PROMPT: Rewrite the records below as a JSON list of strings, one string per line and no blank lines.

----------

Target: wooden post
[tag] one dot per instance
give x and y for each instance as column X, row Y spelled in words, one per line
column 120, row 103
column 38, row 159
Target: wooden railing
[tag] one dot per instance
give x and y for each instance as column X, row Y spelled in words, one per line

----------

WORKED ANSWER:
[
  "Target: wooden post",
  "[tag] one dot per instance",
  "give x and y for each instance as column X, row Y spelled in words, one per line",
  "column 120, row 103",
  "column 38, row 159",
  "Target: wooden railing",
  "[tag] one dot per instance",
  "give x and y for each instance as column X, row Y spelled in words, one per line"
]